WORK TO DO.
Reproduce the records word for word, from the line that contains "Args: query, the phrase to segment: blurred" through the end of the records, with both ends included.

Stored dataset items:
┄┄┄┄┄┄┄┄┄┄┄┄┄┄┄┄┄┄┄┄

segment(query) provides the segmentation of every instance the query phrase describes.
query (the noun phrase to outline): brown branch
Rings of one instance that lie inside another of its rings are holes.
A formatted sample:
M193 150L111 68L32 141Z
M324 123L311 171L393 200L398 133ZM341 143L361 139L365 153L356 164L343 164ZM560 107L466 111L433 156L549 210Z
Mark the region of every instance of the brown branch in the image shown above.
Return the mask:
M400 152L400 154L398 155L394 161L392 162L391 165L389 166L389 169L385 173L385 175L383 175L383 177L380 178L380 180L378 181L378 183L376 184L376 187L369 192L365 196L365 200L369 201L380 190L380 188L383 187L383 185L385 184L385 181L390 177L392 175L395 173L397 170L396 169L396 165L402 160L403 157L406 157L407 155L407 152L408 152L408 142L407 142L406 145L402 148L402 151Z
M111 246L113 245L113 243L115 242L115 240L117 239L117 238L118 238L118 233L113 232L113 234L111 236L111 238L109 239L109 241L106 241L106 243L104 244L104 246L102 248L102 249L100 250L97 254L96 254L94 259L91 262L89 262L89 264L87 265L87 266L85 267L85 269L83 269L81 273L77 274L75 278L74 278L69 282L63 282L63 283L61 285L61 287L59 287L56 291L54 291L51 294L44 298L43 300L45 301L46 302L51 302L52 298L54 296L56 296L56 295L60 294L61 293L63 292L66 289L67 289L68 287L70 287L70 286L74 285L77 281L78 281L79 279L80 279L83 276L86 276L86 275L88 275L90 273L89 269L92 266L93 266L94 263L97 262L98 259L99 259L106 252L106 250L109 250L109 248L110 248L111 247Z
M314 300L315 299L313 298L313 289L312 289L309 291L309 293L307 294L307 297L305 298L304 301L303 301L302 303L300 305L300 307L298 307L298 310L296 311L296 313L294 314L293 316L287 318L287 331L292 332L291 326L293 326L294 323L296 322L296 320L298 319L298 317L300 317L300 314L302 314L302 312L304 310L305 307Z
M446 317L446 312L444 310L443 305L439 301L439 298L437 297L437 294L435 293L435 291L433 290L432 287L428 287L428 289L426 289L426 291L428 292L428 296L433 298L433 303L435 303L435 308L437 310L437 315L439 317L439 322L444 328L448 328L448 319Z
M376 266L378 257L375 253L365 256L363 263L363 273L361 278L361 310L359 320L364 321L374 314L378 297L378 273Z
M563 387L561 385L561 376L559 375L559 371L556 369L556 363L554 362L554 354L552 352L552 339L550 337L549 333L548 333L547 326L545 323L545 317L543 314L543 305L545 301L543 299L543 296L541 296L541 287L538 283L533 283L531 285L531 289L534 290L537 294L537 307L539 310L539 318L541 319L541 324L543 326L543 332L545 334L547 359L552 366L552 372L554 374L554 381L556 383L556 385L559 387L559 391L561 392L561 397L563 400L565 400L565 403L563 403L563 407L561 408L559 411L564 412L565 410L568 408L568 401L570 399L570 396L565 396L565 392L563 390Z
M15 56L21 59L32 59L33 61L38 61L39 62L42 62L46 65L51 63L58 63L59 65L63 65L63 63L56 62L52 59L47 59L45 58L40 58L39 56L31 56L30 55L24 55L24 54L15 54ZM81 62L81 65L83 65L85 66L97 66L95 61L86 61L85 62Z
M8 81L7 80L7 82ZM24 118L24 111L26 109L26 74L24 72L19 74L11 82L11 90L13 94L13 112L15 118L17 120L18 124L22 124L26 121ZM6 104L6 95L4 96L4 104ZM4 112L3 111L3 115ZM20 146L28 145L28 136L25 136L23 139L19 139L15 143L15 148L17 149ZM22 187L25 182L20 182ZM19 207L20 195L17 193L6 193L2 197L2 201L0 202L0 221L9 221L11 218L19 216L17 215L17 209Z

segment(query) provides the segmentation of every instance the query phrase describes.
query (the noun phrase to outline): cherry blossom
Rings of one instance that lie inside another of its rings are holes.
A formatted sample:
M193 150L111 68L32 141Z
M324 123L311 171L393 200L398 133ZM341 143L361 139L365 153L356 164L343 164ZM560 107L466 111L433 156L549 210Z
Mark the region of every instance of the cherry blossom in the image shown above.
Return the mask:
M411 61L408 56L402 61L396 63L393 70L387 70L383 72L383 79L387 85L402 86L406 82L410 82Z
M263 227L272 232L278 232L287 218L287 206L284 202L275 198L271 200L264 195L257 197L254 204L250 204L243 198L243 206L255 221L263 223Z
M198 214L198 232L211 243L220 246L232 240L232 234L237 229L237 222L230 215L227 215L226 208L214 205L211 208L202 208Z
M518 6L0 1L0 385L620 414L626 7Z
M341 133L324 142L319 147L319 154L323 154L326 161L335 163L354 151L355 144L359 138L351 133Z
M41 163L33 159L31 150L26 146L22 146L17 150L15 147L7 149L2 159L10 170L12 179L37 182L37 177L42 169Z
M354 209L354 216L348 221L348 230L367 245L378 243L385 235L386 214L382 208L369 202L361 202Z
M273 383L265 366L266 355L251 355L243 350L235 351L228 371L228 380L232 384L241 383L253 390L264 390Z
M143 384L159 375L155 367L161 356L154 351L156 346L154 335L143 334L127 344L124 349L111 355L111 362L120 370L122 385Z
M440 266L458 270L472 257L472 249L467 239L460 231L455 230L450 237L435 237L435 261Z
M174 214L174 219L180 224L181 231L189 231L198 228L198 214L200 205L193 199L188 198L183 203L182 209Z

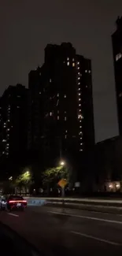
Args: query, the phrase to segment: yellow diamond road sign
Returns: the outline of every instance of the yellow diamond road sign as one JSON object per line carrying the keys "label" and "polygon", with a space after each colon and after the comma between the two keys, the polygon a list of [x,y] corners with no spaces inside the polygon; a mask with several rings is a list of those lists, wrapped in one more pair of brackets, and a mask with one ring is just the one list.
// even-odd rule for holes
{"label": "yellow diamond road sign", "polygon": [[65,187],[68,184],[66,179],[61,179],[58,181],[58,185],[61,187]]}

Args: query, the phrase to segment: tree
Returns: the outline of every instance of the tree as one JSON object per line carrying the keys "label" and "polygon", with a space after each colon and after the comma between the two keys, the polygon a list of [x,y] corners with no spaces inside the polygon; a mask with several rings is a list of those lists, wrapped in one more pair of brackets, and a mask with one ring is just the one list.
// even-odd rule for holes
{"label": "tree", "polygon": [[42,176],[43,184],[43,185],[47,186],[48,190],[50,185],[52,185],[52,187],[57,186],[57,182],[61,178],[68,180],[68,172],[65,166],[50,168],[45,170]]}
{"label": "tree", "polygon": [[17,178],[15,180],[15,186],[19,187],[20,189],[22,187],[27,190],[27,187],[29,188],[30,186],[33,184],[32,174],[31,168],[26,167],[23,169],[22,173],[20,174]]}

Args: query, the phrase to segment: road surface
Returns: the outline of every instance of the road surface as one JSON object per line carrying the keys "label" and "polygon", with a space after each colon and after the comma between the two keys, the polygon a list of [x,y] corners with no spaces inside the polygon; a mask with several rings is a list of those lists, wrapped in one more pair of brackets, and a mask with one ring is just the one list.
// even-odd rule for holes
{"label": "road surface", "polygon": [[122,215],[30,206],[0,212],[11,227],[48,255],[121,255]]}

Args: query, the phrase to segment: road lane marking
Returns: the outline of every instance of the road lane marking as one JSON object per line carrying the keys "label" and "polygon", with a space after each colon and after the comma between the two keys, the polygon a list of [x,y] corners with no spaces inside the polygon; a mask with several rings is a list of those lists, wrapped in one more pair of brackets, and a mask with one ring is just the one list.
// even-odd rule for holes
{"label": "road lane marking", "polygon": [[104,222],[109,222],[109,223],[122,224],[122,221],[118,221],[100,219],[98,217],[83,216],[83,215],[76,215],[76,214],[70,214],[70,213],[58,213],[58,212],[54,212],[54,211],[48,211],[48,212],[50,213],[53,213],[53,214],[66,215],[66,216],[80,217],[80,218],[83,218],[83,219],[87,219],[87,220],[93,220],[93,221],[104,221]]}
{"label": "road lane marking", "polygon": [[14,214],[14,213],[8,213],[9,215],[12,215],[12,216],[14,216],[14,217],[19,217],[19,215],[17,214]]}
{"label": "road lane marking", "polygon": [[79,236],[81,236],[90,238],[90,239],[94,239],[94,240],[98,240],[99,242],[103,242],[103,243],[109,243],[109,244],[112,244],[112,245],[116,245],[117,247],[118,246],[122,246],[120,243],[116,243],[116,242],[112,242],[112,241],[109,241],[109,240],[102,239],[101,238],[98,238],[98,237],[95,237],[95,236],[90,236],[90,235],[87,235],[87,234],[83,234],[83,233],[80,233],[80,232],[77,232],[76,231],[71,231],[70,232],[72,233],[72,234],[76,234],[76,235],[79,235]]}

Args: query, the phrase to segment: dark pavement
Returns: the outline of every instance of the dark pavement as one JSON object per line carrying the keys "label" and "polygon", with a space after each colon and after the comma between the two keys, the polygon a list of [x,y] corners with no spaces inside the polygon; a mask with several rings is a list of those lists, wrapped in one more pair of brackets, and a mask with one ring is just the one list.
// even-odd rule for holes
{"label": "dark pavement", "polygon": [[0,221],[48,255],[122,254],[122,215],[28,206]]}

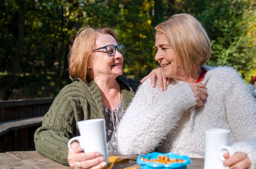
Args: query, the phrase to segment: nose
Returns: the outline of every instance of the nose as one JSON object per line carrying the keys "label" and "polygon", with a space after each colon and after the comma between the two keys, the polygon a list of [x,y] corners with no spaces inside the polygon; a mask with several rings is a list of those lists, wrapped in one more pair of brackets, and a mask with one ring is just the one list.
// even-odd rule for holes
{"label": "nose", "polygon": [[163,55],[161,53],[160,50],[158,50],[155,56],[155,60],[158,61],[163,58]]}
{"label": "nose", "polygon": [[118,50],[116,49],[116,53],[115,53],[114,57],[115,58],[121,58],[123,56],[123,55],[118,51]]}

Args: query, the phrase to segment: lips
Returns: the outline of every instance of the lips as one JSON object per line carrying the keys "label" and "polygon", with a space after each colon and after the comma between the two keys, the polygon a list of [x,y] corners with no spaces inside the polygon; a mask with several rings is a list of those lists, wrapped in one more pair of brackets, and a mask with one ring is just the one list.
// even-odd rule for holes
{"label": "lips", "polygon": [[167,63],[167,64],[161,64],[161,66],[162,66],[162,67],[166,67],[166,66],[167,66],[167,65],[169,65],[169,64],[171,64],[171,63]]}
{"label": "lips", "polygon": [[111,66],[121,66],[121,63],[117,63],[116,64],[112,64]]}

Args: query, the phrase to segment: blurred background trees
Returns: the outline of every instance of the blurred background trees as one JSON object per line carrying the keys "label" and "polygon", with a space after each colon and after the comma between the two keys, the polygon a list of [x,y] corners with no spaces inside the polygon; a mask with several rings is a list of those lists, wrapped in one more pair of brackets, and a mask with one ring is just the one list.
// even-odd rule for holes
{"label": "blurred background trees", "polygon": [[115,30],[126,46],[124,75],[142,78],[157,65],[154,27],[181,13],[194,16],[208,33],[209,64],[231,66],[246,82],[256,75],[255,0],[2,1],[0,100],[35,81],[40,86],[31,90],[36,95],[27,97],[54,97],[70,82],[67,56],[78,29],[86,25]]}

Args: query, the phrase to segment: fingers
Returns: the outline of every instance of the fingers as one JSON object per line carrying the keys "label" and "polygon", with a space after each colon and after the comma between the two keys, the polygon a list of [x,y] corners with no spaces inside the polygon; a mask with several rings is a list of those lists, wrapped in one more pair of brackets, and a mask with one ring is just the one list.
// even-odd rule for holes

┄┄┄┄┄┄┄┄┄┄┄┄┄┄┄┄┄┄┄┄

CORRECT RESPONSE.
Args: query, the phrase to segment: blurred background trees
Returns: the outline of every instance of the blurred background trees as one JSON object per line carrying the keys "label" and "polygon", with a space after each colon and after the comma between the two keys, the polygon a list of [x,y] corners with no spaces inside the polygon; a mask with several rings is a list of those lists, wrapped in one more pair of brackets, and a mask with one ring is just the one list.
// even-odd rule for holes
{"label": "blurred background trees", "polygon": [[115,30],[126,46],[124,75],[142,78],[157,65],[154,27],[181,13],[194,16],[208,33],[209,64],[231,66],[246,82],[256,75],[255,0],[2,1],[0,100],[35,81],[40,86],[31,90],[36,95],[27,97],[54,97],[70,82],[67,56],[78,29],[86,25]]}

Args: query, the phrase to segment: fingers
Returns: the outline of every instance of the fingers as one JSON object per line carrying the keys "label" and "polygon", with a space after each colon and after the comma between the two keys, the polygon a list of [x,y] corners with no spaces inside the polygon; a mask with several rings is a list of those lists, wrapped in one more pair of brackets, and a mask with one ring is just the one list.
// even-odd rule for holes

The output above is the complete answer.